Task prompt -
Turn the records below into a JSON list of strings, with each line as its own string and any blank lines left out.

Source records -

======

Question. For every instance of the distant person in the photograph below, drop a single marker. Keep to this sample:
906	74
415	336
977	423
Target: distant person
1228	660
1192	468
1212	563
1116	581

======

Correct answer -
[
  "Question. For every instance of the distant person in the photograph below, drop a single marker. Keep to this sample:",
  "906\t74",
  "415\t336",
  "977\t423",
  "Target: distant person",
  "1228\t660",
  "1192\t468",
  "1212\t563",
  "1116\t581"
]